Set all of the entries down again precisely as they are written.
START Data for processing
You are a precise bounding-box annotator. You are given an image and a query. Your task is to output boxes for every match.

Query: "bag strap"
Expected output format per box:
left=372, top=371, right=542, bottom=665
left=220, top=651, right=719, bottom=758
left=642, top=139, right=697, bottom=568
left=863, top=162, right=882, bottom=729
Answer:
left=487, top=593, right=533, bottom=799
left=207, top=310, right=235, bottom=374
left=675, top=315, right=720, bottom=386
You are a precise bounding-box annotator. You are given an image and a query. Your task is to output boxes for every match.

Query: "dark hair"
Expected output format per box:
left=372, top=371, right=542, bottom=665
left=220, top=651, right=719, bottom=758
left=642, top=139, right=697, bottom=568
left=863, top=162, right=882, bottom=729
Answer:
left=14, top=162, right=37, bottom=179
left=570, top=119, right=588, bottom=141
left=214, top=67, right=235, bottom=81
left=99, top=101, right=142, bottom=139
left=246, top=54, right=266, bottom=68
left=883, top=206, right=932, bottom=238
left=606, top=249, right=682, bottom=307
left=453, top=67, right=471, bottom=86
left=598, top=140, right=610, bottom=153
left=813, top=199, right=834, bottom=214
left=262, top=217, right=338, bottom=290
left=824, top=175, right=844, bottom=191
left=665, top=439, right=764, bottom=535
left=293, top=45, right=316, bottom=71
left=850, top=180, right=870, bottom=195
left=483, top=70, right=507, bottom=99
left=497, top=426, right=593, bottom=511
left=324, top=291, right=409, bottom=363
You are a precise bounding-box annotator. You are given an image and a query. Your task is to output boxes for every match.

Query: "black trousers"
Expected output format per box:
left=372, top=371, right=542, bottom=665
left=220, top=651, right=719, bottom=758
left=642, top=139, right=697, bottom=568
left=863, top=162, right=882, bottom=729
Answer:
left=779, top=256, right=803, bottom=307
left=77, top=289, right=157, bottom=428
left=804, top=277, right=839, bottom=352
END Data for processing
> Result of this task
You are a precise bounding-box annotator. You are given an image and a query. Your task is to output boxes for every match.

Query: "bag strap"
Expected output format per box:
left=372, top=371, right=542, bottom=665
left=220, top=651, right=719, bottom=758
left=642, top=139, right=697, bottom=568
left=863, top=162, right=882, bottom=729
Answer:
left=487, top=593, right=533, bottom=799
left=207, top=310, right=235, bottom=374
left=675, top=315, right=720, bottom=386
You are a precise bounding-box annotator. You are given an image and a query. Your task is to output boxes for every match.

Query: "dark hair"
Expected output format per box:
left=372, top=371, right=542, bottom=665
left=220, top=651, right=719, bottom=758
left=642, top=139, right=697, bottom=568
left=863, top=162, right=882, bottom=729
Answer:
left=14, top=162, right=37, bottom=179
left=570, top=119, right=588, bottom=141
left=214, top=67, right=235, bottom=81
left=99, top=101, right=142, bottom=139
left=246, top=54, right=266, bottom=68
left=883, top=206, right=932, bottom=238
left=606, top=249, right=682, bottom=307
left=453, top=67, right=471, bottom=86
left=598, top=140, right=610, bottom=153
left=813, top=199, right=834, bottom=214
left=262, top=217, right=338, bottom=290
left=824, top=175, right=844, bottom=191
left=665, top=439, right=764, bottom=535
left=293, top=45, right=316, bottom=71
left=850, top=180, right=870, bottom=195
left=483, top=70, right=507, bottom=99
left=497, top=426, right=593, bottom=511
left=324, top=291, right=409, bottom=363
You are a precise bounding-box annotator. You are given an image and a query. Your task is to output boxes for every match.

Query: "black trousers"
Expected output format per box:
left=372, top=371, right=542, bottom=665
left=220, top=651, right=719, bottom=758
left=642, top=139, right=697, bottom=568
left=863, top=162, right=882, bottom=729
Answer:
left=779, top=256, right=803, bottom=307
left=77, top=289, right=157, bottom=428
left=804, top=277, right=839, bottom=352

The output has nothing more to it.